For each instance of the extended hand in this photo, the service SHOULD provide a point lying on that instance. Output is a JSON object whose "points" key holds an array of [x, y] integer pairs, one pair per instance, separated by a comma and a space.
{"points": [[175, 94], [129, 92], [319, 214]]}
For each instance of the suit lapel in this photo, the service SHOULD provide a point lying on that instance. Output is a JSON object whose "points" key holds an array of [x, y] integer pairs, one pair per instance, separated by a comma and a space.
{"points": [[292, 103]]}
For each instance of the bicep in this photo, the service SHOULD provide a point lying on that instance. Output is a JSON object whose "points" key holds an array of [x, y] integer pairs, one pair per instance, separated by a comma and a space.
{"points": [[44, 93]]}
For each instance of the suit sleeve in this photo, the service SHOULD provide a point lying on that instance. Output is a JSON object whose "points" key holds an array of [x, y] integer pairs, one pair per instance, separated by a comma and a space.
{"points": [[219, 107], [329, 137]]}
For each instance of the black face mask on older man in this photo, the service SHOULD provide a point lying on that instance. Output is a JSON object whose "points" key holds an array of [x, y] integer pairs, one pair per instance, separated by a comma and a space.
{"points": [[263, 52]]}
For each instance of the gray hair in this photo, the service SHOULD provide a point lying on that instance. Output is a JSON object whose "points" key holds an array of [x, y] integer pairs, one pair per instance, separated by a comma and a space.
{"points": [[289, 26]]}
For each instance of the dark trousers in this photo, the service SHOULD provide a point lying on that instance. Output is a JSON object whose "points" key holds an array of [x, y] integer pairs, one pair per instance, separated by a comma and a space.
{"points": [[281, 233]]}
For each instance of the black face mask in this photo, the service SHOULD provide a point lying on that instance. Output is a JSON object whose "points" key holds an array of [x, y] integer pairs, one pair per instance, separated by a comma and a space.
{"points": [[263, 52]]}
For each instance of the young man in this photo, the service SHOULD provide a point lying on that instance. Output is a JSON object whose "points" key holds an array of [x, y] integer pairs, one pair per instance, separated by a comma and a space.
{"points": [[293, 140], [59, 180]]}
________________________
_Work to do_. Repeat only what runs from the line holding "For each instance of the black face mask on" to the end of the data, keeping every line exactly as written, first and last included.

_Task output_.
For each instance of the black face mask on older man in this photo, the service SHOULD provide a point lying on that instance. Output is a JSON object whose "points" key holds an array of [x, y] integer pairs, one pair per instance, separated by a comma and a space.
{"points": [[263, 52]]}
For each instance of the gray hair in this photo, the service SHOULD provide a point lying on that instance. Output is a JSON object whose "points" key holds an array of [x, y] integer pairs, one pair per instance, separated by a comma and a space.
{"points": [[289, 26]]}
For each instance of the dark trousers in this photo, the service SHOULD provide a point lying on that instance. Output is a JSON object whose "points" key holds an array of [x, y] integer pairs, one pair per instance, separated by a comma and a space.
{"points": [[281, 233]]}
For each instance of the black face mask in this photo, the service SHOULD provide a point lying on that instance. Output is a JSON object whose "points" key holds an array of [x, y] integer pairs, one pair per instance, separated by a comma and a space.
{"points": [[263, 52]]}
For each instance of the young man in this photo, the service SHOULD provide a point lying on that instance. Output is a JSON object whose "points" key holds an array of [x, y] integer pairs, one pair per instance, separated by a comma and a space.
{"points": [[293, 140], [59, 180]]}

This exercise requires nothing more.